**DIRECTIVES:**
1) In the email exchange, which two computers implement the "To Party" in David S.'s "chasm model"?
2) Retype the part of the email exchange starting with "Date: Tue, 14" and going on through "level of abstraction.".

-- Begin SELECTED EXCERPT --

Dan Weinreb <dlw@exceloncorp.com> on 08/14/2001 05:51:53 PM

Please respond to "Dan Weinreb" <dlw@exceloncorp.com>

To:   Martin W Sachs/Watson/IBM@IBMUS
cc:   dsmiley@mercator.com, ebxml-msg@lists.oasis-open.org
Subject:  Re: T2 - Assertions and Questions



   Date: Tue, 14 Aug 2001 17:08:00 -0400
   From: Martin W Sachs <mwsachs@us.ibm.com>

   In David S.'s "chasm model", from the point of view of the Message
   Service protocol, the "To Party" is implemented by two computers, C
   and Y.  The boundaries between C and Y, and the way they divide their
   responsibilities, are modularly hidden from the Message Service level
   of abstraction.

   MWS:  Not really hidden since between C and Y, there is another
   Message Service level of abstraction.

Sorry, let me try that again.  There are two layers of abstraction
going on here, very much the way TCP and IP are two layers of
abstraction.  There's a higher-level protocol that the From Party and
To Party are using to talk to each other.  Then there's some
lower-level protocol being used within the internal components of the
To Party (namely C and Y).  From the viewpoint of the higher-level
protocol (or, from the viewpoint of the From Party which is talking
the higher-level protocol), the lower-level protocol being used by the
components of the To Party (and the fact that the To Party even has
more than one "component") is hidden (you could change the lower-level
protocol, you could chuck out C entirely, and the From Party would
experience exactly the same thing).  That's what I mean by "hidden".

MWS:  I think that the argument here is over the meaning of "higher"
and "lower".  In a model in which the message exchange is between X and
Y and part of it happens to be performed by something going on between
C and Y, I would agree that what goes on between C and Y is lower level,
though it might actually be ebXML messaging under the ebXML messaging
between X and Y.  In your model, in which the messaging is between X
and C and then between C and Y, the protocol between C and Y is really
at the same level of a communications stack and technically might be
a higher level of abstraction (e.g. MQ) or a lower level of abstraction
(e.g. bare IP, to take an extreme case).

                           Of course the connection between
   C and Y may or may not be ebXML but if it isn't ebXML, it must have
   reliability equivalent to ebXML RM or better.

Agreed.

-- End SELECTED EXCERPT --
-- Begin LISTED ENTRIES --

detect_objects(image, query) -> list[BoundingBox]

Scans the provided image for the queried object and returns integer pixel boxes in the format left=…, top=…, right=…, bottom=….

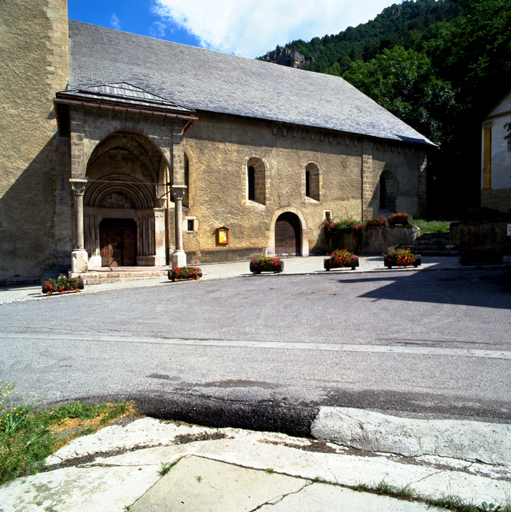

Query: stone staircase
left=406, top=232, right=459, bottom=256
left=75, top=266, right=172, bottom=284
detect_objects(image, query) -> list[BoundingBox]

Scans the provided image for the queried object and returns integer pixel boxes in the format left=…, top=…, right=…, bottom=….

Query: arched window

-- End LISTED ENTRIES --
-- Begin LISTED ENTRIES --

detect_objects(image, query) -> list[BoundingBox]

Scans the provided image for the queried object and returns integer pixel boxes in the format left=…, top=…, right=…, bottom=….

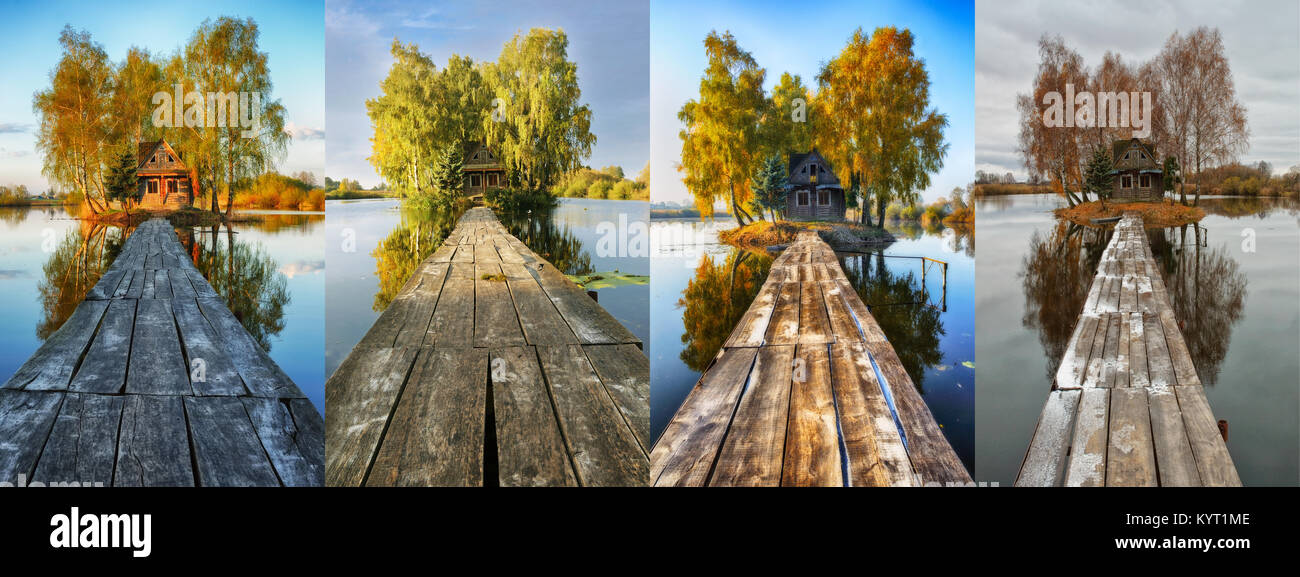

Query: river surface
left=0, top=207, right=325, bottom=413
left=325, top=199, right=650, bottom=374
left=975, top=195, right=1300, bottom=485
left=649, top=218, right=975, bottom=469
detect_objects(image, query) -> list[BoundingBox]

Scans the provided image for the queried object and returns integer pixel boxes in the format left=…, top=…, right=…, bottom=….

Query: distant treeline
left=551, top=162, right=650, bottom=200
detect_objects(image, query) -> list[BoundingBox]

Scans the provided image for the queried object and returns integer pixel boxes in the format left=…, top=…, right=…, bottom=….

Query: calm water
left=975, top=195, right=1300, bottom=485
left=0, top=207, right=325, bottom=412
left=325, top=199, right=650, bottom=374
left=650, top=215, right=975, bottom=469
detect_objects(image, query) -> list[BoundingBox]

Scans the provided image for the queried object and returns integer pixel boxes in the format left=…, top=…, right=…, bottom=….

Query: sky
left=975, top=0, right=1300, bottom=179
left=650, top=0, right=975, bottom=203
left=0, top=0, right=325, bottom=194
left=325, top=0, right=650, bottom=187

-- End LISTED ENTRIES --

**SOLVED PROBLEMS:**
1) C and Y

2)
Date: Tue, 14 Aug 2001 17:08:00 -0400
   From: Martin W Sachs <mwsachs@us.ibm.com>

   In David S.'s "chasm model", from the point of view of the Message
   Service protocol, the "To Party" is implemented by two computers, C
   and Y.  The boundaries between C and Y, and the way they divide their
   responsibilities, are modularly hidden from the Message Service level
   of abstraction.

   MWS:  Not really hidden since between C and Y, there is another
   Message Service level of abstraction.